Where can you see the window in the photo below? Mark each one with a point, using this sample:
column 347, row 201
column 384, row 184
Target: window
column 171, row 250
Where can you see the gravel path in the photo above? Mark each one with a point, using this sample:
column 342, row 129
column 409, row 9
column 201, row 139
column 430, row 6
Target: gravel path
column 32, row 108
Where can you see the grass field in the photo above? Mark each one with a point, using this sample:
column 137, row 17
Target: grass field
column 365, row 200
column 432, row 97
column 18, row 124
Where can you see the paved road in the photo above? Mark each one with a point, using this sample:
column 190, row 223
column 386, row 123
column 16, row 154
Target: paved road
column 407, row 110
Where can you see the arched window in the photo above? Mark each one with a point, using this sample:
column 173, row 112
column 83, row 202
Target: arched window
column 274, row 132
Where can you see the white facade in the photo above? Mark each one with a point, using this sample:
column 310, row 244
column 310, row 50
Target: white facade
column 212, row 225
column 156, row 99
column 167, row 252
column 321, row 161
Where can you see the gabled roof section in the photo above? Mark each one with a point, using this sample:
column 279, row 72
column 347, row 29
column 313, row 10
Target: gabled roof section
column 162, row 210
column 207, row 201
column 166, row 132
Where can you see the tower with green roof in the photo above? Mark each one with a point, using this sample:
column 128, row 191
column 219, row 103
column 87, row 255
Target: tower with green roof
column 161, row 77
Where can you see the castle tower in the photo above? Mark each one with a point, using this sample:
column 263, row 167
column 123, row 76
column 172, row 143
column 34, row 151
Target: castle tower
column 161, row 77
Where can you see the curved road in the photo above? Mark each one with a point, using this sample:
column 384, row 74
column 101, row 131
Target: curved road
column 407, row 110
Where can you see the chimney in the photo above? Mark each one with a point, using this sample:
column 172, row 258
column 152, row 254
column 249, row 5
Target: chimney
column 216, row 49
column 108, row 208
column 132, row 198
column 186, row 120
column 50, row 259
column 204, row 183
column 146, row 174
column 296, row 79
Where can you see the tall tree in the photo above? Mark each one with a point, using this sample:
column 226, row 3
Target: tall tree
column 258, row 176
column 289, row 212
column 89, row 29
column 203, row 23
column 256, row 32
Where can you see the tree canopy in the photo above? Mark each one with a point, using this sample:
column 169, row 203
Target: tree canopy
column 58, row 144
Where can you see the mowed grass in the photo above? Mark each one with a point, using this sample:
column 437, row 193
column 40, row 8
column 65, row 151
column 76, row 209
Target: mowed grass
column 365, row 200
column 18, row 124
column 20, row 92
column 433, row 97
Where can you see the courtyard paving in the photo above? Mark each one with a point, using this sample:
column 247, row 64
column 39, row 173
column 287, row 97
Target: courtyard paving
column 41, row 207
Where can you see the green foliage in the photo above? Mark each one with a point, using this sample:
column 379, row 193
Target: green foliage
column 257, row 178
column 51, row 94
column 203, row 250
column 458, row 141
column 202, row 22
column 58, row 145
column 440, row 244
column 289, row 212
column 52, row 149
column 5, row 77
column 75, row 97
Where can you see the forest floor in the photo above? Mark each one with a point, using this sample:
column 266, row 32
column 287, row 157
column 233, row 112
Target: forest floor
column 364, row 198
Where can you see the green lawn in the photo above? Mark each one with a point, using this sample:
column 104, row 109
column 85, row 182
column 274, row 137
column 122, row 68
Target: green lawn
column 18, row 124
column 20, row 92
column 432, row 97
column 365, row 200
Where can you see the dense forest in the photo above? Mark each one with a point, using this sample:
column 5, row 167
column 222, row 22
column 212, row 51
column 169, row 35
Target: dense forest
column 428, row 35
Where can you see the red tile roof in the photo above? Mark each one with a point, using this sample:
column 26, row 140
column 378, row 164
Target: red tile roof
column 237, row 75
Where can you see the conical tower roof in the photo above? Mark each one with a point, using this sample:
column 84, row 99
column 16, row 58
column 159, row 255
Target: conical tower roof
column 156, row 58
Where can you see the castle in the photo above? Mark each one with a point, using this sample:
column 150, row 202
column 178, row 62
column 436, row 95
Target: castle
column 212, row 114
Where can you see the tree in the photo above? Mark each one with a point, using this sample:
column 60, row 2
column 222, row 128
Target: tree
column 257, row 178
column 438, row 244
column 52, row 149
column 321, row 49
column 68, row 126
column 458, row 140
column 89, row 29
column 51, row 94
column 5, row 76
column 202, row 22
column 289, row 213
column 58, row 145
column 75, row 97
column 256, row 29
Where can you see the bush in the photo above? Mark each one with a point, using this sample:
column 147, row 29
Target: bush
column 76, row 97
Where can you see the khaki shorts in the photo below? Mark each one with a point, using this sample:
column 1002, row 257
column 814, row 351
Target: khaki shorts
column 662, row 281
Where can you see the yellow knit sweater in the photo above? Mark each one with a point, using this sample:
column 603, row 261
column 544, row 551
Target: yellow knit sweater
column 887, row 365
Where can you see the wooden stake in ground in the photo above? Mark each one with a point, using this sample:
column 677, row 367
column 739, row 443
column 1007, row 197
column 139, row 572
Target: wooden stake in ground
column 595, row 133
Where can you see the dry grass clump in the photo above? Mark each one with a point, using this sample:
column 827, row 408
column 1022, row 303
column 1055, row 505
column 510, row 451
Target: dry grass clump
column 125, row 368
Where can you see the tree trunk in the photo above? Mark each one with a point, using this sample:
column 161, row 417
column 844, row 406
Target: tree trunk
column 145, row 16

______

- **Assigned task**
Pull each line containing "below" from the records.

- **Result of the exercise**
Where can you see the window in the photo below? Mark each one with a point, using this sample:
Where can you see the khaki shorts in the photo below? Mark each one with a point, using this sample:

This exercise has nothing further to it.